Provided data:
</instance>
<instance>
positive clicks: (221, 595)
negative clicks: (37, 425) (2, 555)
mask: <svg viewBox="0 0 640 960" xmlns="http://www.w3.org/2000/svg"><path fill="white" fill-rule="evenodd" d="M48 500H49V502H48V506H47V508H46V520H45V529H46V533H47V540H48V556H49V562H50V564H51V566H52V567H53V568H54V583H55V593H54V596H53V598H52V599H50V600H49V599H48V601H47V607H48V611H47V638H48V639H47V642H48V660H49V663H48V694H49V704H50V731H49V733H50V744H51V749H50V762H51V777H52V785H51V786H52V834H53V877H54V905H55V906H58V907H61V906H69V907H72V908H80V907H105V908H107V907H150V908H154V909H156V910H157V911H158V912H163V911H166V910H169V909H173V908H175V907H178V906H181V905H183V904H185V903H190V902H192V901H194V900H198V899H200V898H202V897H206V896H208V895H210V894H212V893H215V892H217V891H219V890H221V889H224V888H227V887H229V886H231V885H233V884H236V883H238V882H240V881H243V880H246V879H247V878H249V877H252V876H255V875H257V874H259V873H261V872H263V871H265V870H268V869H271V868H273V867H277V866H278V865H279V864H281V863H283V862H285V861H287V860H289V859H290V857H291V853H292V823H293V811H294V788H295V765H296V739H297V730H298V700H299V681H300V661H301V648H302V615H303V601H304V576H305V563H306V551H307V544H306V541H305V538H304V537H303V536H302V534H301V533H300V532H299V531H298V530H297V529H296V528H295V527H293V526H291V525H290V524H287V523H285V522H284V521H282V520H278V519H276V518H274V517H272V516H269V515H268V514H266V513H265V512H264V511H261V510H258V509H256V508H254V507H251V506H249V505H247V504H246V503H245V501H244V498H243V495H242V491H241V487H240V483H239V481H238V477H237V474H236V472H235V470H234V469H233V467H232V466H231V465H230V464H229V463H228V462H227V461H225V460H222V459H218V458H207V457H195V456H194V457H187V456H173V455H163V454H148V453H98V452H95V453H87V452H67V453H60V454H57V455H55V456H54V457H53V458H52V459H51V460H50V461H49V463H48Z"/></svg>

What the task requires:
Please put the lines into a numbered list, starting at the first line and ending at the line that contains "negative clicks: (37, 425) (2, 555)", and leave out any blank lines.

Answer space:
1. </instance>
2. <instance>
3. positive clicks: (221, 595)
4. negative clicks: (37, 425) (2, 555)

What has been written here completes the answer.